§ What this task involves
Every line of the records that holds the word "book" should be copied.

Items listed in a dataset
———

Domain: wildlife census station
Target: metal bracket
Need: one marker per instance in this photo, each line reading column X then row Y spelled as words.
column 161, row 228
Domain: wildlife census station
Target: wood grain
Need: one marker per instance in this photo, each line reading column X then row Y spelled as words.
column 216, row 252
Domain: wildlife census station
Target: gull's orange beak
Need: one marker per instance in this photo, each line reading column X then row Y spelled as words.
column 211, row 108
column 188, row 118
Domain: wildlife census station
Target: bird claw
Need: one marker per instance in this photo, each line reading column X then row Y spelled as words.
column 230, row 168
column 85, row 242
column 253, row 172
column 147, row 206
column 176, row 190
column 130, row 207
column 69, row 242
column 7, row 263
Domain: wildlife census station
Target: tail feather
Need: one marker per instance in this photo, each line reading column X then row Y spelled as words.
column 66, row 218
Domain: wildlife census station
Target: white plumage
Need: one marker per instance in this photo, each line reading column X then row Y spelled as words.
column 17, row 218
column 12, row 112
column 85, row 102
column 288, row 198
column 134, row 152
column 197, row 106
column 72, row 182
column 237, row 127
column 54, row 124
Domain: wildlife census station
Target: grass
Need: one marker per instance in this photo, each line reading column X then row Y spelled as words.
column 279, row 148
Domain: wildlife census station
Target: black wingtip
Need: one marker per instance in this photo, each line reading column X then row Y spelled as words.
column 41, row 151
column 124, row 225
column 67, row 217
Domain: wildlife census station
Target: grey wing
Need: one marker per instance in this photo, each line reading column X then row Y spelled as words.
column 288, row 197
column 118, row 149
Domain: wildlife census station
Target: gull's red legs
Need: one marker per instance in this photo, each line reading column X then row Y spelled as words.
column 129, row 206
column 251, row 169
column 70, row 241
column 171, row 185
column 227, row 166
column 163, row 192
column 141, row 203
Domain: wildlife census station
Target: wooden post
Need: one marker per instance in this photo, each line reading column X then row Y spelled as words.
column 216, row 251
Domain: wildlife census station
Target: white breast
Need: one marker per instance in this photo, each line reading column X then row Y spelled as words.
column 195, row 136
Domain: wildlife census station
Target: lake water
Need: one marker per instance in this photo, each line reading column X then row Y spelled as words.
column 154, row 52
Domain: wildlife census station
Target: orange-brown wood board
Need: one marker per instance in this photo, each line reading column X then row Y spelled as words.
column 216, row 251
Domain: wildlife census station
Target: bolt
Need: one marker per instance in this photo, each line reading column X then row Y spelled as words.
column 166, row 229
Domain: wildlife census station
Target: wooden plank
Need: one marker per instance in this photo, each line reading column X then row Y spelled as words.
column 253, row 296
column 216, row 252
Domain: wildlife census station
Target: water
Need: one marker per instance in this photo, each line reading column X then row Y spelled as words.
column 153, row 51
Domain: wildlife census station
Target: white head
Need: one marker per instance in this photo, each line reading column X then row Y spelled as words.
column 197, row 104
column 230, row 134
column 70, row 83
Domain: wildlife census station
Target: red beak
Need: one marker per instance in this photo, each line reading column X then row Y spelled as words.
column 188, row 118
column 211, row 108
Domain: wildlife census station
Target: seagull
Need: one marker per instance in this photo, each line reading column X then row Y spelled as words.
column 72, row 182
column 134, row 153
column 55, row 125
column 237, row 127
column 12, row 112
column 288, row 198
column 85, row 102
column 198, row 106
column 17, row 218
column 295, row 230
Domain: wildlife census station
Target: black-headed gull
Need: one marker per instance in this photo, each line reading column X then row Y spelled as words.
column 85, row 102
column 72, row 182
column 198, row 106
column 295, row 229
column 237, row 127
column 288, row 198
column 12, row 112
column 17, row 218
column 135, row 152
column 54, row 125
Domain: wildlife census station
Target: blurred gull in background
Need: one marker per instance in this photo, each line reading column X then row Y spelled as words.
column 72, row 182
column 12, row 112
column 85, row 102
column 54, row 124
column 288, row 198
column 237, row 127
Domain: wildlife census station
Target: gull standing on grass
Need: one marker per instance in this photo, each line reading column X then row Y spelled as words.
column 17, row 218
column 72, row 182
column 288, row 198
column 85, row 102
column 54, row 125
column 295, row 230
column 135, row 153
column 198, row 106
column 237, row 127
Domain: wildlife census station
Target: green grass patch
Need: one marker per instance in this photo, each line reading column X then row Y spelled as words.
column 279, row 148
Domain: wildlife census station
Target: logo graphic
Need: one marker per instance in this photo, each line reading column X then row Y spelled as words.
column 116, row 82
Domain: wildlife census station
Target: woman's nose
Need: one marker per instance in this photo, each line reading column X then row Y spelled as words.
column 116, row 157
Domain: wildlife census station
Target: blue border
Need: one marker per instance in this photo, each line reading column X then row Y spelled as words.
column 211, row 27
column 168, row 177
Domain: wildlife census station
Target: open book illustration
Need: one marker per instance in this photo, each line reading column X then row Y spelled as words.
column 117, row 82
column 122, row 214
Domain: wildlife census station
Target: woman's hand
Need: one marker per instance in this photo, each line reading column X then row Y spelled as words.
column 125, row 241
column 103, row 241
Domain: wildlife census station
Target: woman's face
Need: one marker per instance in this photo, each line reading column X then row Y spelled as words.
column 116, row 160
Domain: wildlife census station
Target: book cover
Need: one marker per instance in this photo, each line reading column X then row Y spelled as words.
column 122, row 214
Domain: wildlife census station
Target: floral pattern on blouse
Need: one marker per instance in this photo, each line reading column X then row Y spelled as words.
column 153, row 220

———

§ Your solution
Target: open book illustration
Target: book cover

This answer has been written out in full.